- **Problem requirements**: If an entry contains a picture, omit that picture and transcribe everything else exactly.

- **Exercise data**:
------------------------------------------------------------------------
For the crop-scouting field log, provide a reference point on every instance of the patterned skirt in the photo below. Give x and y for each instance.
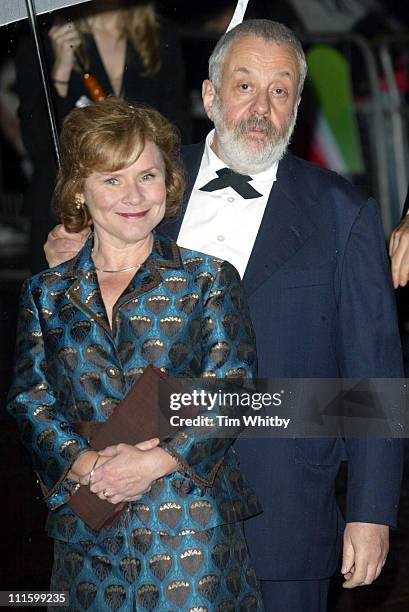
(194, 571)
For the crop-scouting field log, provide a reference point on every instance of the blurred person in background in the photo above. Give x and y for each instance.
(129, 51)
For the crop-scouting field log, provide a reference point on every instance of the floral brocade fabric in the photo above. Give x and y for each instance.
(185, 313)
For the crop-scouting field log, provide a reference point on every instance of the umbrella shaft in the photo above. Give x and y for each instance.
(43, 71)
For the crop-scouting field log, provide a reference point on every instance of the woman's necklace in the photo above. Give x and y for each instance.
(119, 270)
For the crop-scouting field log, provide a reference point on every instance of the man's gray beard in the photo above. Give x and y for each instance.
(237, 156)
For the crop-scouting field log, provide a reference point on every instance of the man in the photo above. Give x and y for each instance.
(310, 250)
(399, 249)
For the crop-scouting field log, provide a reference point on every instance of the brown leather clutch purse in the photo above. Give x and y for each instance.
(141, 415)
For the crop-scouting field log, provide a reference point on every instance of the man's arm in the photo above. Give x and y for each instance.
(62, 246)
(399, 253)
(368, 346)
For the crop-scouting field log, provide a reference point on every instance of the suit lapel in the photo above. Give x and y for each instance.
(84, 290)
(284, 228)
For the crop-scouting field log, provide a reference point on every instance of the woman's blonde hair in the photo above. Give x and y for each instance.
(106, 137)
(140, 26)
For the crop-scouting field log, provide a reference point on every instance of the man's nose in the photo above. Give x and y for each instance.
(261, 103)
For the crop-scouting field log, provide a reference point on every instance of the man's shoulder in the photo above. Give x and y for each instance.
(192, 151)
(319, 179)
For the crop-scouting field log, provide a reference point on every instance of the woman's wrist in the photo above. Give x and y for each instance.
(83, 465)
(164, 463)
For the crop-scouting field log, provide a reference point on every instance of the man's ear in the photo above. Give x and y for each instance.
(208, 94)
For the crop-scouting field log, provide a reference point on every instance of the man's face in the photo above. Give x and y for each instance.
(254, 111)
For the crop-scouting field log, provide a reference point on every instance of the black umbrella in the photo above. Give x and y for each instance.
(14, 10)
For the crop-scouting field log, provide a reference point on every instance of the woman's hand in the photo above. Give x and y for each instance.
(65, 39)
(129, 471)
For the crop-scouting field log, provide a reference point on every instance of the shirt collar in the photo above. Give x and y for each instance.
(211, 162)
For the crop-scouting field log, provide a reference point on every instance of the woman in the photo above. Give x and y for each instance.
(133, 55)
(87, 329)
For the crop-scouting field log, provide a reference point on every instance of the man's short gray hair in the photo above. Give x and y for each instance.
(270, 31)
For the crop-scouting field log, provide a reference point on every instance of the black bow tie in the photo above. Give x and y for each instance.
(229, 178)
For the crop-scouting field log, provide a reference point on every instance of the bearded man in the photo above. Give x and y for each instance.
(311, 253)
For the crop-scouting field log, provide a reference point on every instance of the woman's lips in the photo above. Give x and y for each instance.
(133, 215)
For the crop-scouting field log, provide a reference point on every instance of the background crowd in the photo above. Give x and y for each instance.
(157, 54)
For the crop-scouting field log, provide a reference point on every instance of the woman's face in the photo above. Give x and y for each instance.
(127, 204)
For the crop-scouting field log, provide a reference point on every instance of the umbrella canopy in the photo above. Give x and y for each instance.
(14, 10)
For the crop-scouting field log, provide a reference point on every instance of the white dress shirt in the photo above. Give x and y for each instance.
(223, 223)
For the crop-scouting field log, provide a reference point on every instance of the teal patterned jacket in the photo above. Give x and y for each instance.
(183, 312)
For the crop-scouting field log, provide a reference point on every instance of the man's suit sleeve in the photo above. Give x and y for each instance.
(368, 345)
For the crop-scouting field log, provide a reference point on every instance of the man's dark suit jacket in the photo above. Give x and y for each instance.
(321, 300)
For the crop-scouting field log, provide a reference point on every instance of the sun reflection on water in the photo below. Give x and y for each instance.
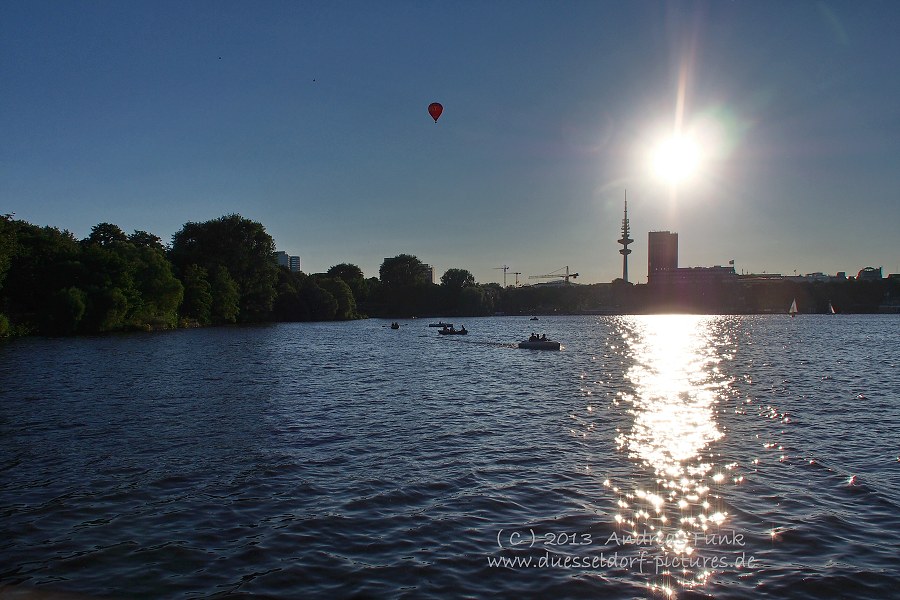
------------------------------------------------------------------------
- **Exercise response**:
For the crop-scouting field log, provide a reference point on every instance of the patterned skirt in the photo below. Give x and y for each instance.
(194, 571)
For the crop-scouting field log, provide a reference point on every instance of the blurred person in background in the photo above. Give x and y for each instance.
(129, 51)
For the crop-scouting field log, provide a reference point on every instance of the floral brocade fabric in the photo above. Give x and y for each instance.
(185, 313)
For the crop-scouting field log, provide a reference point on every instance of the umbrella shaft in the photo above. Give x and y for each instance.
(43, 71)
For the crop-scouting field log, provide a reference point on every instance of the woman's necklace in the photo above. Give x and y for each instance.
(119, 270)
For the crop-scouting field log, provide a reference point on every instance of the man's gray beard in the photo above. Give x and y for each instance.
(237, 156)
For the crop-scouting field log, provide a reference point on every instance of the man in the photo above. Give x and y for each instance.
(310, 250)
(399, 249)
For the crop-scouting field log, provide a reference point on every instance of the brown leather clutch purse in the photo above. Give x and y for each instance.
(141, 415)
For the crop-scouting field log, provide a reference point on every instance of the man's arm in the photo above. Give x and y for each instance.
(62, 246)
(399, 253)
(368, 346)
For the crop-scouting field log, provide a reference point on every instance of the suit lapel in the photo above. Give x and y for each instance.
(84, 290)
(284, 228)
For the crop-scouting field log, provide a reference point on every instance of the woman's blonde hair in the photo above. Give x and y for each instance.
(106, 137)
(140, 26)
For the crop-scouting field log, provide a reference point on every instance of the man's nose in the photo above. Give x and y for each instance.
(261, 103)
For the crop-scouting field log, provide a reference point on every instance of the man's shoulder in the photo above. Give x and y for each instance.
(192, 151)
(319, 179)
For the crop-scouting field log, provide a reference point on every instance of the woman's wrist in the photo above. Give x and y for each instance.
(83, 465)
(164, 463)
For the crop-scouting field log, provide a reference point on every instance of the man's ear in the photo above. Give x and y for each instance.
(208, 94)
For the crop-scouting field log, provide a reference point on every instance of the man's face in the photo above. Give x and y for each instance.
(254, 111)
For the crop-scouting field log, provide a reference point on every instance of the black umbrella in the photo above. Give x and y for each instance.
(14, 10)
For the crop-scouting field log, provide a reference point on every instance of the woman's hand in the photo above. Give x and y for each instance.
(65, 39)
(129, 471)
For the crop-scouting field log, provide a reference point on every instance of the shirt collar in the photo above. Give x and y for each instance.
(211, 162)
For the crop-scouting field log, provide a reference point on every instance of the woman in the photo above. Give x and y for each instance.
(133, 55)
(87, 329)
For the crop-scouting field log, provide a reference point on every instance of the man's short gray hair in the photo above. Give x and y for each instance.
(270, 31)
For the crop-scouting field log, provide a reference point on every instance of the black bow tie in the photo above. Give x and y for each instance.
(229, 178)
For the crop-scouting field log, provide a reference point on every instance of the bearded man in the photo above. Give x and y for each instance.
(311, 253)
For the crop-scouting field log, provide a reference point on every instance of the woman's lips in the photo above. Give x and y for each instance.
(133, 215)
For the crop-scouting field log, provide a reference point on every instance of the background crowd in the photo above. Give x and y for each instance.
(157, 54)
For the crop-scouting field log, provide a reference point on every instance of the woman's face in the photo above. Give x and y for each instance.
(127, 204)
For the crop-scouting field log, provide a reference point on every instance of the umbrella canopy in the photo above. Give x and y for each instance.
(14, 10)
For the crop-scouting field log, provide a reference point on every instance of the white dress shirt in the photo above. Give x and y for each instance.
(223, 223)
For the crop-scouting field log, provide a reference point on every instance of the teal patterned jacket in the photo above. Give x and y for each instance.
(183, 312)
For the crop-scouting field log, provide a reference point on every instance of the man's suit sleeve in the photo above. Give x and y for each instance.
(368, 345)
For the crop-scouting field log, provide a reference point on every instance of the man's dark suit jacket in the photo above. Give x and y for each instance.
(321, 300)
For the crop-scouting field log, provide a reference point on every instance of the sun reflection on water in the photo below. Give x and y for each instance.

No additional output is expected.